--- Work instructions ---
Write out, word for word, everything in the self-quantification article from "Same goes for" down to "using your data.".

--- Page excerpt ---

++++++++++

Self Quantification

Self Quanti-what?? “Self Quantification” is a fancy way of saying “measuring and analyzing your life”. This is a huge trend in technology and it continues to grow. First we had machines that measured our data (step counters, heart monitors, sleep machines). Then we had applications that analyzed the data you entered (baby growth charts, running logs, calorie counters). Now we have devices that work with apps so you don’t need to do a thing! On doing my research I was surprised to learn that some people even consider this to be a lifestyle – the conference of Self Quantification took place in 2014  in Amsterdam.

Now what does this mean for you?

Quanitified self

It’s good for your health

The medical world is using self quantifying tools to measure their patients’ vitals, from blood sugar to heart anomalies. It is not only helping them monitor the patient’s illness, but in some cases they have used the data to diagnose a disease that had otherwise evaded them. Using new networks designed for medical professionals, doctors and researchers are able to share and compare their data to help others.

If you are trying to lose weight, studies have shown that the act of recording your food intake is often a big contributor in limiting the bad foods that you eat. Don’t feel like typing it in? There is a fork that will record all your eating habits for you. You can’t make this stuff up 🙂

For overall tracking, the two big players are FitBit and Jawbone UP. They will measure sleep, exercise and eating, plus help you set and reach goals.

Paying for your free app

Don’t want to pay for the hardware? You can always just use free software.  If you follow my blogs you may know what I will say next – nothing is free. How are you paying? With your information. When I was pregnant with my first, I signed up for a pregnancy tracker that allowed me to record all my weekly data including my weight, any symptoms I had, and results from my doctor’s appointments. In return it gave me weekly updates on where the fetus development should be and some analysis on my input data. I thought it was pretty cool for a free app. Meanwhile, the app was getting a goldmine of data! Women from all over were voluntarily inputing their data to be analyzed and charted and compared. I did not notice then, but I would have been seeing cleverly placed ads targeted at my stage of pregnancy or maybe even to the symptoms I had checked off. In some ways, targeted advertising is nicer than random ads because at least you are getting something you can use. Still, be aware that any tracker you use online could still be transmitting your data back to their servers. Typically they strip your name out to make it anonymous and thereby in compliance with terms and conditions.

Did you ‘Like’ this post yet?

There are a lot of great things about self quantification, but where I get concerned is when it allows you to feel badly about yourself. For instance, take social network ‘Likes’. It is one thing to post a picture for other people’s enjoyment but another to be able to gauge the impact of that picture by the number of ‘Likes’ it receives. Even worse to be able to measure against others. Remember what it was like to get a grade back in school on your paper? Now remember how it felt if you also knew what your friends got and your score was lower? Some may ask why the picture of their night out got only 20 ‘likes’ but their friend’s got 55? Why didn’t your last post get any likes at all? The ‘likes’ were intended to allow people to say ‘”I agree!” or “that’s awesome”. The lack of ‘likes’ gets interpreted as the opposite and that is not what they symbolize. It is hard not to compare when it is in black and white.

Same goes for tools that measure progress. Some people are inspired to work harder when they can see they did not meet their goal. Not me. I stopped tracking my exercises because I felt great when I exceeded my last workout but when I fell short it made me feel badly rather than pleased with the effort. To each his own in this regard.

GBU likes

In summary:

  • The Good: Trackers are advancing medical research and can be a great way to help you reach fitness or health goals.
  • The Bad: When you use applications that connect online, be aware that those applications are likely using your data. 
  • The Ugly: As nice as it is to get a reaffirmation from your numbers, make sure you do not allow them to discourage you.

++++++++++

--- Data listing ---
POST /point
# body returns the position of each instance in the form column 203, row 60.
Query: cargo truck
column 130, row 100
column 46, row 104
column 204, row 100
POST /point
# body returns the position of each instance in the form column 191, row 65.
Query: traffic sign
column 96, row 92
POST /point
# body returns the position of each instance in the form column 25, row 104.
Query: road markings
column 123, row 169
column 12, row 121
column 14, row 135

++++++++++

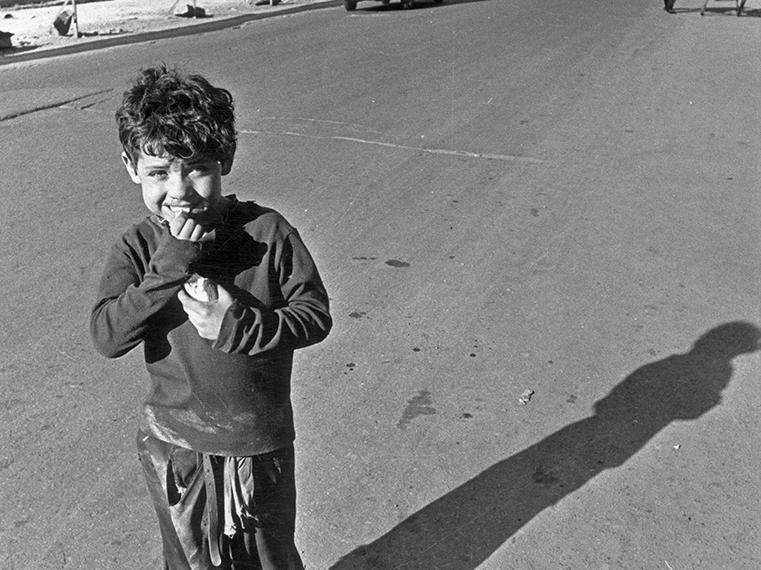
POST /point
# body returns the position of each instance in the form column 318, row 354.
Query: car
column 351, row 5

++++++++++

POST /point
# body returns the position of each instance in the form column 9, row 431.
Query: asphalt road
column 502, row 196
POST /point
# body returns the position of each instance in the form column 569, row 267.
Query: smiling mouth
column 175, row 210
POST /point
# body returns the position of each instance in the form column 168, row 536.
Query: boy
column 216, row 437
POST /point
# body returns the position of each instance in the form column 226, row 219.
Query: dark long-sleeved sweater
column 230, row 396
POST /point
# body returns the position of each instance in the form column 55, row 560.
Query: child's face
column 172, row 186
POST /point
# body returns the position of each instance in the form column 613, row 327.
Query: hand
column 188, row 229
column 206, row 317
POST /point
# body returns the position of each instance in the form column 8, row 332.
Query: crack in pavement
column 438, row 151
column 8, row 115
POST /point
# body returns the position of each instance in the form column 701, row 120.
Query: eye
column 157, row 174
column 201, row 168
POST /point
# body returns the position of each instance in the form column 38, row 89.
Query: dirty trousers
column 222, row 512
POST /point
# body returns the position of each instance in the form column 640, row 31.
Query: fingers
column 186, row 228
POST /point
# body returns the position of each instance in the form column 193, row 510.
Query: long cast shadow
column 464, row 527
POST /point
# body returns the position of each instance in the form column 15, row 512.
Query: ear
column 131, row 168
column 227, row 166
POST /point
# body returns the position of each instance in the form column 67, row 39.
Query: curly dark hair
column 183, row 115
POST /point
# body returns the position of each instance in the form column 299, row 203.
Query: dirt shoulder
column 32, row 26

++++++++++

--- Exercise output ---
Same goes for tools that measure progress. Some people are inspired to work harder when they can see they did not meet their goal. Not me. I stopped tracking my exercises because I felt great when I exceeded my last workout but when I fell short it made me feel badly rather than pleased with the effort. To each his own in this regard.

GBU likes

In summary:

  • The Good: Trackers are advancing medical research and can be a great way to help you reach fitness or health goals.
  • The Bad: When you use applications that connect online, be aware that those applications are likely using your data.